▶ _Aim of the task_
Pull out each line in the rows below that contains the word "spoon" and copy those lines in full.

▶ _Given data_
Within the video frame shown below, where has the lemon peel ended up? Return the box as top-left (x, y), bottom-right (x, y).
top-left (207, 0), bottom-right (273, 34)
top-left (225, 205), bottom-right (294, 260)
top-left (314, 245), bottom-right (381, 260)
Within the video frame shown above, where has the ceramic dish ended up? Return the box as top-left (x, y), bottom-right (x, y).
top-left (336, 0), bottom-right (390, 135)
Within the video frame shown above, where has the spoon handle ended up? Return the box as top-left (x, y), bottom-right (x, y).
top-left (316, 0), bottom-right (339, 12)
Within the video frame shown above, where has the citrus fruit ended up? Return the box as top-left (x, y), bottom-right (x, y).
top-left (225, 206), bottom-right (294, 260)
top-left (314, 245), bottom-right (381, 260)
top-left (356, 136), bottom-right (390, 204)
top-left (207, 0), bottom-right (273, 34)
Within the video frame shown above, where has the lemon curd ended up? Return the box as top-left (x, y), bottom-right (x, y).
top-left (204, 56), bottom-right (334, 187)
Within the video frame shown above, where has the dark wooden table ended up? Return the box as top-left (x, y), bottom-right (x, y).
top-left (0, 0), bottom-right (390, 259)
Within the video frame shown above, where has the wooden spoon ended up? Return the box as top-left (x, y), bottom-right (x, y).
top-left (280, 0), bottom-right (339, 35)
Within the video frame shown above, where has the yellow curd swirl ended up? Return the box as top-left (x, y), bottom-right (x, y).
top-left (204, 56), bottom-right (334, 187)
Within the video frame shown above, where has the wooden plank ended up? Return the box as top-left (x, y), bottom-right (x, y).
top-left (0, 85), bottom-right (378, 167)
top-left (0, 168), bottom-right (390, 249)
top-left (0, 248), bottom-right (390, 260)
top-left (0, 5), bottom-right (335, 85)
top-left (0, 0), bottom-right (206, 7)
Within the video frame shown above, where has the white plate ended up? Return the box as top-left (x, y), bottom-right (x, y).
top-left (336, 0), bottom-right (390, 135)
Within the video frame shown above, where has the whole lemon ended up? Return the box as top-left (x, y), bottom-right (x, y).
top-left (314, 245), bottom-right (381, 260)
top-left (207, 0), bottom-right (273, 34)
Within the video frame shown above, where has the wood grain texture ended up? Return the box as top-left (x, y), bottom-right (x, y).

▶ _Result_
Within the video frame shown above, where has the spoon handle ended up? Return the box as top-left (x, y), bottom-right (x, y).
Within the video frame shown above, where has the wooden spoon ended up? Return the box as top-left (x, y), bottom-right (x, y).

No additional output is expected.